Problems ▸
• 1. Reproduce the oil analysis thread word for word between "I believe this" and "UOA to Blackstone.", inclusive.
• 2. In the oil analysis thread, which additive types does the Redline quote name as being added to the basic additive package? List every one.

Passage shown ▸

>>>

I believe this was the other way around. Mobil stated that engine wear could not be gleaned from a UOA. I also believe buster posted about an F1 team that used UOA's with their custom blended lubricant, but again, this was on a specialized piece of machinery with highly controlled conditions and materials as well as massive trending in place. Definitely not relatable to firing off a UOA to Blackstone.


See post 1557975 in the "What is the iron issue with Mobil 1" thread. In lieu of the warm fuzzy speculation going on here this plus the Blackstone comments seem to provide concise evidence in favor of conventional oil. Of course resources and time permitting a tear down or other high $ observations may refute or support these conclusions, but for us average users UOAs are the best method for determining oil use including wear mitigation.


I prefer the quote from Redline in that thread that buster posted:

Post from Redline on UOA's

Originally Posted By: Roy from Redline

Unfortunately, oil analysis is not very good at distinguishing wear between different formulations. Emission spectroscopy has a particle size limit of 3 to 5 microns, which means that particles larger will not be detected. Unfortunately, most serious wear issues generate wear particles in the range of 5 - 15 microns. Oil analysis only measures about 15-20% of the particles in the oil, and changing form one formulation to another is likely to change the particle size profile. Usually formulations with more antiwear additive will more aggressively react with the metal surface and when rubbing occurs will produce smaller particles. Generally, more antiwear additives will give greater iron spectrochemical numbers, even though the total iron can be lower. There are other techniques such as ferrography, which looks at the wear particles under a microscope, but now we are talking about analysis many times more expensive than spectrochemical analysis. The oils with the better spectrochemical numbers will be much less chemically active on the metal surface, so they will be less able to handle more severe loads. There is always a trade-off between chemical wear and adhesive wear. Chemical wear is the very small particles and soluble metals which is identified in the spectrochemical analysis, while adhesive wear is many orders of magnitude greater than the chemical wear, but much is not identified in spectrochemical analysis. But if you were using spectrochemical analysis as a maintenance tool and started seeing a deviation over the baseline, then you would know something was wrong.

It is very difficult for an individual to be able to look at numbers which will conclusively determine the best formulation, you simply have to rely on the reputation of the marketer and whether you trust the marketer's technical expertise. With most of our formulations, we rely on major additive manufacturers to do the basic API sequence testing to determine criteria such as antiwear, dispersancy, cleanliness, etc. All the oil companies rely on the additive manufacturers to do the engine test work. We will take their basic package and add additional antiwear, friction modifiers, oxidation inhibitors or whatever can be safely modified to provide superior performance. Some of the bench tests such as 4-Ball can be useful, but a blind adherance to optimize with one single test will result a less-than-optimum performing lubricant. There are always trade-offs in engine oils, and we try to enhance antiwear and friction reduction at higher temperatures and loads, while trying to maintain performance at lower and normal loads and temperatures.

<<<

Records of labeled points

>>>

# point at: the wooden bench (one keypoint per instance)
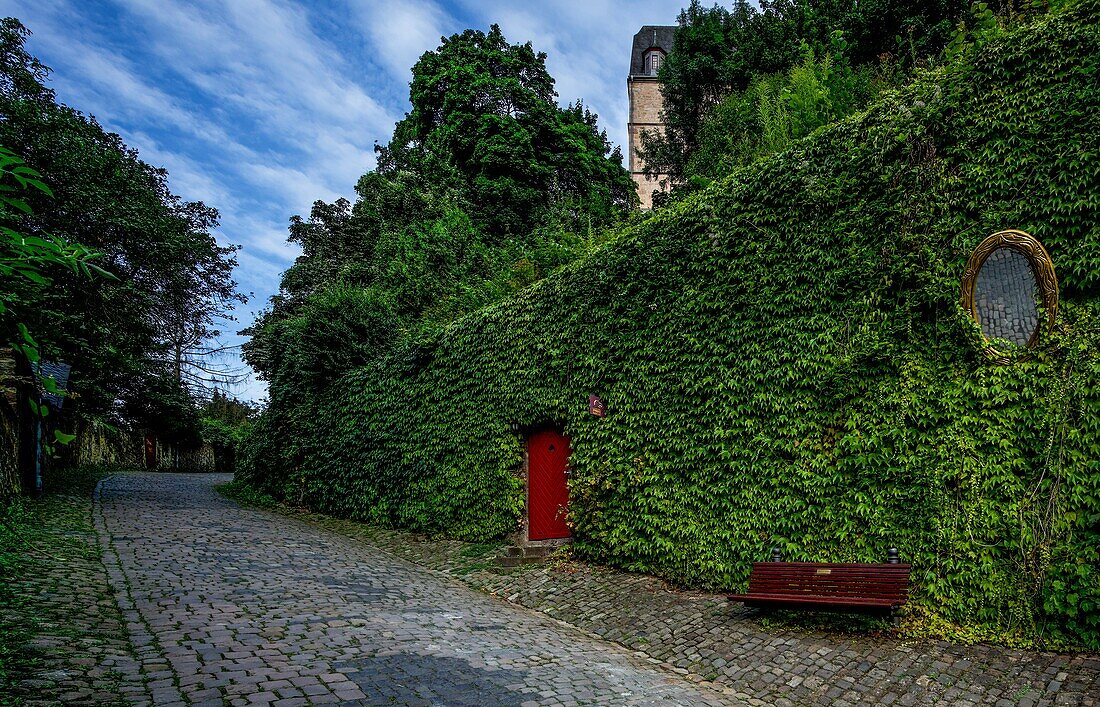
(868, 588)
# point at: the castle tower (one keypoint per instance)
(651, 45)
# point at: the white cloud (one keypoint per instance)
(400, 32)
(260, 107)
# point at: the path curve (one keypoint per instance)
(227, 605)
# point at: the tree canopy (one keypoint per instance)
(486, 186)
(741, 81)
(138, 340)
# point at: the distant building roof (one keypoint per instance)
(649, 36)
(59, 373)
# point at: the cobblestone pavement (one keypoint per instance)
(70, 645)
(765, 663)
(235, 606)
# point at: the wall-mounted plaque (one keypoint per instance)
(1009, 287)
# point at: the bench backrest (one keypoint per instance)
(794, 578)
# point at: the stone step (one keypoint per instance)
(515, 555)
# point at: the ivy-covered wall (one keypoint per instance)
(784, 361)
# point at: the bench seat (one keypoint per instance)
(829, 586)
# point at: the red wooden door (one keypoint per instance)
(150, 451)
(547, 493)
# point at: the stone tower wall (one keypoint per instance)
(646, 103)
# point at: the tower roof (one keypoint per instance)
(648, 36)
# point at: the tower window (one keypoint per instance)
(653, 62)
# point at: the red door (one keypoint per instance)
(547, 494)
(150, 451)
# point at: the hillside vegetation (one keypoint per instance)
(784, 362)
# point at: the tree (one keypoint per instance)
(138, 341)
(722, 59)
(486, 186)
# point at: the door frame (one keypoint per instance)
(523, 536)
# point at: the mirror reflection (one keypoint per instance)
(1005, 297)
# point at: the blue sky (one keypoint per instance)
(261, 107)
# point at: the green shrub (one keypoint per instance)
(784, 361)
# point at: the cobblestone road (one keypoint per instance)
(234, 606)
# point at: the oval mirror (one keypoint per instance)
(1009, 288)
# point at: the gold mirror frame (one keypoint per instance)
(1042, 268)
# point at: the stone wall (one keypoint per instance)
(1004, 297)
(11, 426)
(646, 105)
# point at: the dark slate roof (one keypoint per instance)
(59, 373)
(649, 36)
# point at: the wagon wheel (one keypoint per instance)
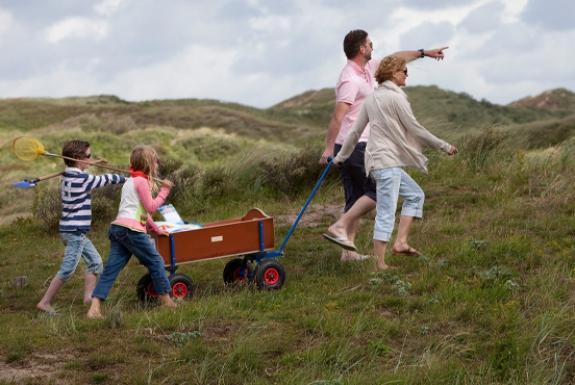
(146, 291)
(270, 275)
(182, 286)
(237, 272)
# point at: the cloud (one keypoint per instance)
(77, 28)
(428, 35)
(260, 52)
(6, 21)
(550, 14)
(483, 19)
(108, 7)
(434, 4)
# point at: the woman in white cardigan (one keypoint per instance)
(395, 142)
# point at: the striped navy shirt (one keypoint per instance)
(75, 189)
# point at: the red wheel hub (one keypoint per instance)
(238, 277)
(180, 290)
(271, 276)
(151, 291)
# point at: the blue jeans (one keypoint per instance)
(123, 244)
(391, 184)
(78, 245)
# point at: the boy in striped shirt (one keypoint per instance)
(76, 220)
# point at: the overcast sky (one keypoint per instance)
(259, 53)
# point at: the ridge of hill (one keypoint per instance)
(558, 99)
(440, 110)
(295, 120)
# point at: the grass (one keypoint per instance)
(490, 302)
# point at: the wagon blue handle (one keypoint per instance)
(306, 204)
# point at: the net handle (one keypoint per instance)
(93, 164)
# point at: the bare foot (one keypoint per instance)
(352, 256)
(338, 231)
(166, 301)
(46, 307)
(94, 314)
(383, 267)
(406, 250)
(95, 311)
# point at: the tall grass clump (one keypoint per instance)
(478, 150)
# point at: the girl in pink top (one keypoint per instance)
(128, 233)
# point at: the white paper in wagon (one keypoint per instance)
(173, 222)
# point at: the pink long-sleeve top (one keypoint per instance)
(137, 205)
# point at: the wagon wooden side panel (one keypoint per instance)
(220, 239)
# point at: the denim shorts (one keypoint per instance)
(391, 184)
(355, 183)
(78, 245)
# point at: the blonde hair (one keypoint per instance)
(388, 66)
(143, 158)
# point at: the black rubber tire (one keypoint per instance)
(232, 272)
(182, 286)
(146, 291)
(270, 275)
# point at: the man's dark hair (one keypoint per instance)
(352, 41)
(74, 149)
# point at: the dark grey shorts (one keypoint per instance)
(355, 182)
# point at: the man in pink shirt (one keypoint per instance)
(356, 81)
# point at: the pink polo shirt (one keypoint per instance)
(354, 84)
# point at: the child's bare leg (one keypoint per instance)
(89, 285)
(95, 311)
(45, 303)
(166, 300)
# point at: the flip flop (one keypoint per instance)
(409, 252)
(340, 241)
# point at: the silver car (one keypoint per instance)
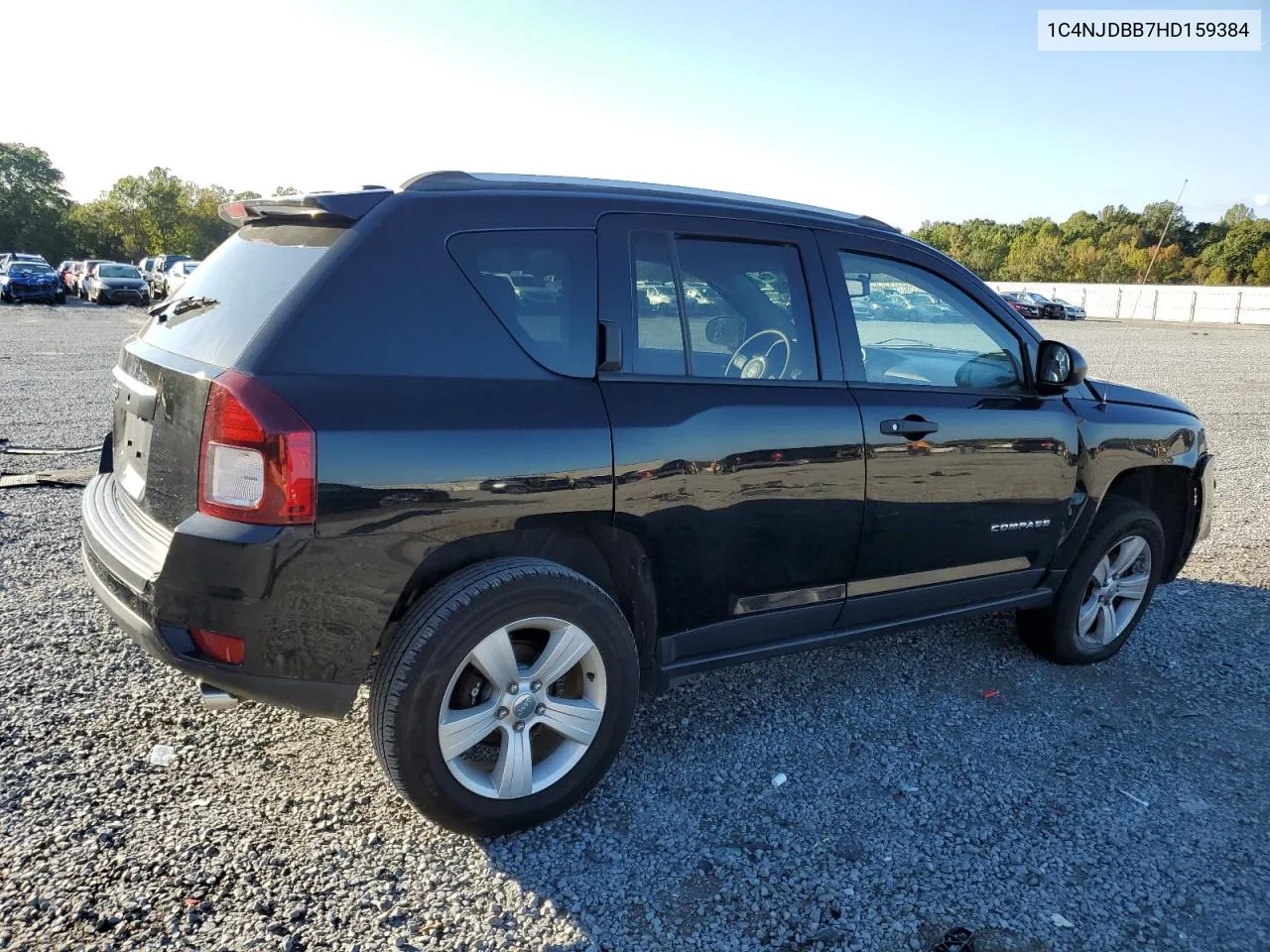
(177, 276)
(1071, 312)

<<<

Answers by task ▸
• 1.
I believe this was the other way around. Mobil stated that engine wear could not be gleaned from a UOA. I also believe buster posted about an F1 team that used UOA's with their custom blended lubricant, but again, this was on a specialized piece of machinery with highly controlled conditions and materials as well as massive trending in place. Definitely not relatable to firing off a UOA to Blackstone.

• 2. Antiwear, friction modifiers, oxidation inhibitors